DATA TO EXAMINE:
^^^^
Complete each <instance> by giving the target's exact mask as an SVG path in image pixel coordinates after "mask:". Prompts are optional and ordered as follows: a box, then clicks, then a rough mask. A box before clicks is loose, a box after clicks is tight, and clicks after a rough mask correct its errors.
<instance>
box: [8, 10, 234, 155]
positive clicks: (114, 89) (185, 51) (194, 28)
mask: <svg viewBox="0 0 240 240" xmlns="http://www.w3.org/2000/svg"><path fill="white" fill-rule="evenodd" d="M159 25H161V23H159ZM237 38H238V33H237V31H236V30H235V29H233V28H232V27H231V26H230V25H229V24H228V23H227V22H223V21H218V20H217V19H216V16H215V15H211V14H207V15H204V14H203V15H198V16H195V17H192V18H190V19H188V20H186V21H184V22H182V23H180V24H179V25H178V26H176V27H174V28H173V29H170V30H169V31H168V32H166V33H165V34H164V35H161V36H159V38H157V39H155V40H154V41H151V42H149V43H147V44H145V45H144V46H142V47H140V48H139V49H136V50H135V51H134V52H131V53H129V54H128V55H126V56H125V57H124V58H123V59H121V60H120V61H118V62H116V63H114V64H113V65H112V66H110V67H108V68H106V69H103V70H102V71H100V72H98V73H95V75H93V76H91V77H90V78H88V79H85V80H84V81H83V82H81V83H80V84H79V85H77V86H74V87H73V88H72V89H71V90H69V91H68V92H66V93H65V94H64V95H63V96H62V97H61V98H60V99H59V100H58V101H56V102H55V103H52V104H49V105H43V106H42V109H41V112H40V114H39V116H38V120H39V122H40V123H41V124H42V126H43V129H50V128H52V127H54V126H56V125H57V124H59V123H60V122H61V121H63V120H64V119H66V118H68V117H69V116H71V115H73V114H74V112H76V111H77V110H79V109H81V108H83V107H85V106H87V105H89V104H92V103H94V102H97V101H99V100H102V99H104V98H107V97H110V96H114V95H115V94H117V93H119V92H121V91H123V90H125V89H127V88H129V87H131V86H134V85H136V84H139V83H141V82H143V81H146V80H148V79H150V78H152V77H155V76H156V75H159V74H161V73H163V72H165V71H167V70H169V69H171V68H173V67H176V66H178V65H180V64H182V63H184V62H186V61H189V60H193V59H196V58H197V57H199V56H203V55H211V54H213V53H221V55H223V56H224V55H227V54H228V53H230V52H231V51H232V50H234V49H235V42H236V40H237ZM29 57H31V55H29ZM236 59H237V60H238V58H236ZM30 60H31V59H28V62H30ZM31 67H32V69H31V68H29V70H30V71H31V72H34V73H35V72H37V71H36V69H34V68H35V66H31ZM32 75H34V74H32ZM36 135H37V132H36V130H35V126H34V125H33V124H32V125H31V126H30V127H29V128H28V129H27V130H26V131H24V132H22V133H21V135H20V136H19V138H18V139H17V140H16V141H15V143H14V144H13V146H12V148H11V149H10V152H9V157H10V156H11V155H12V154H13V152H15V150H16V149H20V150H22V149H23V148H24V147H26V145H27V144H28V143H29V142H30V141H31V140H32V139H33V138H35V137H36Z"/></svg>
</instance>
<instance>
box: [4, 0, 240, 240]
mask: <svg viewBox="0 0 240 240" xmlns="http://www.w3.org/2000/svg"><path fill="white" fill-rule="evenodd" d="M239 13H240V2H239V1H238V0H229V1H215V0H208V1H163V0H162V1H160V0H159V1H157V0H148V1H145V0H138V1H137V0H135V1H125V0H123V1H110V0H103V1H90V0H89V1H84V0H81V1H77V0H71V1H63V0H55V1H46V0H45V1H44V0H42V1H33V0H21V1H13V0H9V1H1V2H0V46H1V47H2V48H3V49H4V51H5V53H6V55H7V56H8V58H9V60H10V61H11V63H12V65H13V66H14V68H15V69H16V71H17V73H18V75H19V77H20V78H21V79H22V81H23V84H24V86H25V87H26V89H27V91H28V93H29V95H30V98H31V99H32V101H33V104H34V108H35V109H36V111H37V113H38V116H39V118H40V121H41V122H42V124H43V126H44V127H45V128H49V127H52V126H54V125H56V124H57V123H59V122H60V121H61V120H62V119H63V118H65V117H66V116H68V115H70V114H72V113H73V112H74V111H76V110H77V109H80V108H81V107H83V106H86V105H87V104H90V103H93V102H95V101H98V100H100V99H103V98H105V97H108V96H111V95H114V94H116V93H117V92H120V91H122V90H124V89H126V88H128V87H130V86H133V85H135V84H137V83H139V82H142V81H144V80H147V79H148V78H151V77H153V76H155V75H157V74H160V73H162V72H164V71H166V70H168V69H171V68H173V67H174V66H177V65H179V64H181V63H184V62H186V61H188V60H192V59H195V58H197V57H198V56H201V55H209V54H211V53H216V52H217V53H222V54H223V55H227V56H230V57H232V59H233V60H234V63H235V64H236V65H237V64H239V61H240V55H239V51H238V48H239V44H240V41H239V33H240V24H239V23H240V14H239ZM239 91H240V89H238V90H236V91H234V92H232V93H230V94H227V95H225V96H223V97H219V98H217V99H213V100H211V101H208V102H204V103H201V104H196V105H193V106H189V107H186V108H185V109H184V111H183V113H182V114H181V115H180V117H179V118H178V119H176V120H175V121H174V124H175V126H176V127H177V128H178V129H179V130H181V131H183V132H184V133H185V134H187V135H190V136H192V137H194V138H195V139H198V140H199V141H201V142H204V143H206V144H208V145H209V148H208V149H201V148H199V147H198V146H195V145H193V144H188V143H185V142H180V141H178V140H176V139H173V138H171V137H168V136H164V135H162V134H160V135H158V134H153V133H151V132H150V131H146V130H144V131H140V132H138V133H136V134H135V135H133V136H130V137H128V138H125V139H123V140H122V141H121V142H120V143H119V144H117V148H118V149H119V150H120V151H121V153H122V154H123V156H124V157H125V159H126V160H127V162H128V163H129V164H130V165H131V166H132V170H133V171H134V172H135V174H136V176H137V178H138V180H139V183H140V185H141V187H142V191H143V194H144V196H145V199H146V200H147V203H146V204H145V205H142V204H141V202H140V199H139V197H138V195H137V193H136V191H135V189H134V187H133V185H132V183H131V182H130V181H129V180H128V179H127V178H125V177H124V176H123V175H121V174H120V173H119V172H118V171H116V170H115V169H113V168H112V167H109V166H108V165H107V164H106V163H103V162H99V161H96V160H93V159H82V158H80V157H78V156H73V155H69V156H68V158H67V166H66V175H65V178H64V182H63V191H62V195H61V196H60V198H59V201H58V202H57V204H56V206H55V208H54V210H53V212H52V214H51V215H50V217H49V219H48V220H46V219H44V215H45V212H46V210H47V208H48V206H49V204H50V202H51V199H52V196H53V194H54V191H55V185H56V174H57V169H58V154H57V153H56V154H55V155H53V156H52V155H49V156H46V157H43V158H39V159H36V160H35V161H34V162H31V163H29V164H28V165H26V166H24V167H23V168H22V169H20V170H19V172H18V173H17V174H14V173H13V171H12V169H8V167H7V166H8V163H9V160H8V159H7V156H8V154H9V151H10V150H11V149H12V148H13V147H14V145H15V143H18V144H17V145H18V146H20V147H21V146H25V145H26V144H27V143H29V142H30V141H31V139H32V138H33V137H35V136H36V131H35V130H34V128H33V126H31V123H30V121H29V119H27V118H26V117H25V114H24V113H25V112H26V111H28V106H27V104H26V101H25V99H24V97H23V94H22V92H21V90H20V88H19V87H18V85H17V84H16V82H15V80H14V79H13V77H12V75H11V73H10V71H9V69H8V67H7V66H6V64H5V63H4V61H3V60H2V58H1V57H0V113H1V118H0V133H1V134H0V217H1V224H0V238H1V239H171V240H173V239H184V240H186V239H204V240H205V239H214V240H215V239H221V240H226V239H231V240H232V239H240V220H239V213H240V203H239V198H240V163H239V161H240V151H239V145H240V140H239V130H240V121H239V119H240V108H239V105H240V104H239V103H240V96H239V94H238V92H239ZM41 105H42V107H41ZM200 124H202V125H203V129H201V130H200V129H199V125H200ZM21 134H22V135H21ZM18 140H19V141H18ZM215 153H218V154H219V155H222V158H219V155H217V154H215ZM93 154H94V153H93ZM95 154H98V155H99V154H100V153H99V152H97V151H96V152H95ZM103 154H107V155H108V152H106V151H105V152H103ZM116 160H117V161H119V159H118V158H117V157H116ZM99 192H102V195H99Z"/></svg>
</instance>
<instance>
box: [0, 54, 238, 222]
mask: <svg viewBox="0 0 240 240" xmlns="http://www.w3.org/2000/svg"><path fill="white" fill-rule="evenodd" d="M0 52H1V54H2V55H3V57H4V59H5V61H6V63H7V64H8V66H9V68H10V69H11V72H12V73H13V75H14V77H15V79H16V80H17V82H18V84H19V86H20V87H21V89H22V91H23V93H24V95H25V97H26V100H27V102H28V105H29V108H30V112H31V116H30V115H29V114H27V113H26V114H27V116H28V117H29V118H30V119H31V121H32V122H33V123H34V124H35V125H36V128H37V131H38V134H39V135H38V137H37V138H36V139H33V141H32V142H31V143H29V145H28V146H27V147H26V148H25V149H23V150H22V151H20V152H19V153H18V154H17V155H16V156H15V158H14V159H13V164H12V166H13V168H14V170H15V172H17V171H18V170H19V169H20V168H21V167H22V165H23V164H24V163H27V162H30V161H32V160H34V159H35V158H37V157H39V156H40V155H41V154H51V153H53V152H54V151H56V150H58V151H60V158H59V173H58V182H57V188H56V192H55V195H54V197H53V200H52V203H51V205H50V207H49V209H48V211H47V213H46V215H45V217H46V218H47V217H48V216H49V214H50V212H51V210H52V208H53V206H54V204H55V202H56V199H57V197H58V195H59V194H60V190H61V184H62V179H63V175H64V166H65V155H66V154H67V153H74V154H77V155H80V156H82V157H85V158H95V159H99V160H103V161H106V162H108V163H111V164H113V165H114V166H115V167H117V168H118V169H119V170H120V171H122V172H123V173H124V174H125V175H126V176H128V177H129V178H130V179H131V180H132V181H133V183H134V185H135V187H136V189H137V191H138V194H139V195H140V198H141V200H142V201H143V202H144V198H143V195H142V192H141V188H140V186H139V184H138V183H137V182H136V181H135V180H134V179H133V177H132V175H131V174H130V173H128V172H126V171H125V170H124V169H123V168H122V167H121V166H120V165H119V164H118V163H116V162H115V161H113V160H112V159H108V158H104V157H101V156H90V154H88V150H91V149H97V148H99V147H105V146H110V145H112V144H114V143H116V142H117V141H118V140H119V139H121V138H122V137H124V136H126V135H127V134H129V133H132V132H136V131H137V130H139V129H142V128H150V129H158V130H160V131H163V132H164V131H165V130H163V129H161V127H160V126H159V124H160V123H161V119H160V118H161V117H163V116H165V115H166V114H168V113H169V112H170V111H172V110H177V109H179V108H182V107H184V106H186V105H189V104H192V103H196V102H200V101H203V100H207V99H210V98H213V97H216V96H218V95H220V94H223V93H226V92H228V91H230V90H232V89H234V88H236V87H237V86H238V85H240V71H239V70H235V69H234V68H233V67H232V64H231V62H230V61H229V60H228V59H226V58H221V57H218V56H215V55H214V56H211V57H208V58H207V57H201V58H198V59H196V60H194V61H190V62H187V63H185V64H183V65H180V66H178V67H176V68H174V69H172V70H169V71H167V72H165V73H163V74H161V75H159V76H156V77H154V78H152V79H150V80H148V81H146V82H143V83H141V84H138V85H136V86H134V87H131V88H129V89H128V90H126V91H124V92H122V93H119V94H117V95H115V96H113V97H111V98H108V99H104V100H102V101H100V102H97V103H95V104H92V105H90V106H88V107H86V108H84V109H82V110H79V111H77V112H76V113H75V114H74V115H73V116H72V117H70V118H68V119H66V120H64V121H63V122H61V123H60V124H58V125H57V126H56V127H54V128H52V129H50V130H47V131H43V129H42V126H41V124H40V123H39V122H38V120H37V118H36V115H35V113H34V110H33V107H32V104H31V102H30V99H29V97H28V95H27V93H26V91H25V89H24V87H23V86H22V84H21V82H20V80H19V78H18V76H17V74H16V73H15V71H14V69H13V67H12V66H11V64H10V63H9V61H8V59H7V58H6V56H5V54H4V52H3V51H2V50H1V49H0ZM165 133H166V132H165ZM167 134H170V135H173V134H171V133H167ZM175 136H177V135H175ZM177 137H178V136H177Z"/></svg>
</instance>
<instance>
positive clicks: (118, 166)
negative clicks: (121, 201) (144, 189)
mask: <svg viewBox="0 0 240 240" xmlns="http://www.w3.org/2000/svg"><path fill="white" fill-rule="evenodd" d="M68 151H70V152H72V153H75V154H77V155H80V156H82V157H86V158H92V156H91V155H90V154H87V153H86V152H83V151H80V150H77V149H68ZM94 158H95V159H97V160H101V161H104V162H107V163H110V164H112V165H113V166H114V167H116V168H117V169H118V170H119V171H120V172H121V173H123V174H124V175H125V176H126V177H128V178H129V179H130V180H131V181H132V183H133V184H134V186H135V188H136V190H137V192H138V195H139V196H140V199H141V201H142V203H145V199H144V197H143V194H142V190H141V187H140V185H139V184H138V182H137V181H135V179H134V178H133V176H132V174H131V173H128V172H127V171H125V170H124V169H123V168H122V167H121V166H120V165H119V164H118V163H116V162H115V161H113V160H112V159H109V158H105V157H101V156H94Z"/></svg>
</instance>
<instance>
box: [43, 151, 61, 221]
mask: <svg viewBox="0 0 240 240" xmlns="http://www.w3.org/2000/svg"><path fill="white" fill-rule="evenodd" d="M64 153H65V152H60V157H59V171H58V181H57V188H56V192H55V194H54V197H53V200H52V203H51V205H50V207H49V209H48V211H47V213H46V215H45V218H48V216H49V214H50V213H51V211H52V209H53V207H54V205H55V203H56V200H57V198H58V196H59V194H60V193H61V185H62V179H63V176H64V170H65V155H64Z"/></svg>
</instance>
^^^^
TASK TO CARRY OUT: Can you switch "rough mask" to "coarse mask" in the material and give it again, starting at its beginning and ending at the line containing "positive clicks: (114, 89)", with nothing else changed?

TASK SOLUTION:
Complete each <instance> by giving the target's exact mask as an SVG path in image pixel coordinates after "mask:". Prompts are optional and ordered as follows: a box, then clicks, then a coarse mask. A box before clicks is loose, a box after clicks is tight, and clicks after a coarse mask correct its errors.
<instance>
box: [8, 10, 234, 155]
positive clicks: (114, 89) (185, 51) (194, 28)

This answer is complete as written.